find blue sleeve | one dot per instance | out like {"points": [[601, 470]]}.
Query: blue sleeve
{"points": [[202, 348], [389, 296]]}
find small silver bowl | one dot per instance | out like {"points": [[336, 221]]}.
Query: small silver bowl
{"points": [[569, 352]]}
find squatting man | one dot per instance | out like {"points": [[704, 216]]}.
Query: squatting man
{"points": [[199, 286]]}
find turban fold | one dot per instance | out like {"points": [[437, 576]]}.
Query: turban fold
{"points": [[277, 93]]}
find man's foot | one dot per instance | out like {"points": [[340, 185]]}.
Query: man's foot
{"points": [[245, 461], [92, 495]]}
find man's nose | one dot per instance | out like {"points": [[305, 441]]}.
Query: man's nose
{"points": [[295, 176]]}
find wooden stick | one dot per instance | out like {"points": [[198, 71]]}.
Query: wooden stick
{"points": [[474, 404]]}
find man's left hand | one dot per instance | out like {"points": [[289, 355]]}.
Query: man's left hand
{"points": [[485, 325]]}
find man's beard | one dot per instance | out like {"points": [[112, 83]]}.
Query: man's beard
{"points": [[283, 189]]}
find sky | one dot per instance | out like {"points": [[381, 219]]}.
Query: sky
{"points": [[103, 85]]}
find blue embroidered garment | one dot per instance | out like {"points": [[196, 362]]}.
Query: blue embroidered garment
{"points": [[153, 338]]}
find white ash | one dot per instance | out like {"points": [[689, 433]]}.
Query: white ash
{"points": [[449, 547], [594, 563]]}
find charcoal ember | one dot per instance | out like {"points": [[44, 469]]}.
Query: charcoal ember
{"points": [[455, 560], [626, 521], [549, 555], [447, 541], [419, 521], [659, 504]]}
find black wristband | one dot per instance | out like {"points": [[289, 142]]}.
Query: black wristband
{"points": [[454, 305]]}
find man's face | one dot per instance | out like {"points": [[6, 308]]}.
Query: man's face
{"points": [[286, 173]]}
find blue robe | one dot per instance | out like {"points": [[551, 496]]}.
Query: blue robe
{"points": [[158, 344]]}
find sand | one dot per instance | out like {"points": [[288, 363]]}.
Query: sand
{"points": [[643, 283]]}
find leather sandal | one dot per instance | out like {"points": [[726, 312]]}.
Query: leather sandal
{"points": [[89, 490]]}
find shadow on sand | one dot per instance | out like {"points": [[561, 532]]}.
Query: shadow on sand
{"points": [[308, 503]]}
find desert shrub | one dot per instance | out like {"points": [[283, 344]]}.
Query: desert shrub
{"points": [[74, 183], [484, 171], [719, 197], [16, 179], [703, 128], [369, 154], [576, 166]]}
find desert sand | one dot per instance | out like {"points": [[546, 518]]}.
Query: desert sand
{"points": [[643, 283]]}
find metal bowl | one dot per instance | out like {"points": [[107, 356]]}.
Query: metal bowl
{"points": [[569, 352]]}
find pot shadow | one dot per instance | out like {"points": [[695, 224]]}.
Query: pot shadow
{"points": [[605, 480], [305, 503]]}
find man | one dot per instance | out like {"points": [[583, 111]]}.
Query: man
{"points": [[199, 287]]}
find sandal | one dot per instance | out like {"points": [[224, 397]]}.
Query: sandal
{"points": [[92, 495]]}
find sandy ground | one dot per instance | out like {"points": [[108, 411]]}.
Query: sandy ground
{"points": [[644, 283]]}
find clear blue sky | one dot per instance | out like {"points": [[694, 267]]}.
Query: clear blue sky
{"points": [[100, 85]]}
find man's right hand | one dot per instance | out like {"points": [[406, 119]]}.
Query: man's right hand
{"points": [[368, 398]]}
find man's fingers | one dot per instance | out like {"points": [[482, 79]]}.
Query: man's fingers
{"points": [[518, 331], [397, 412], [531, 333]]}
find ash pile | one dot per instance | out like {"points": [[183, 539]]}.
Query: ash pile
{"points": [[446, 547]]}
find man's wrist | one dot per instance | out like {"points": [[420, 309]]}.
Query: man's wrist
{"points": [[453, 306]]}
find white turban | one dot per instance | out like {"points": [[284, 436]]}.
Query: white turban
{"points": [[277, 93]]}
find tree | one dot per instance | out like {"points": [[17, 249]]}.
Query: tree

☆ ☆ ☆ ☆ ☆

**Task instructions**. Using the listing above, gather each line that holds the string "tree" and copy it.

**Task result**.
find tree | one dot per instance | out like {"points": [[17, 249]]}.
Query: tree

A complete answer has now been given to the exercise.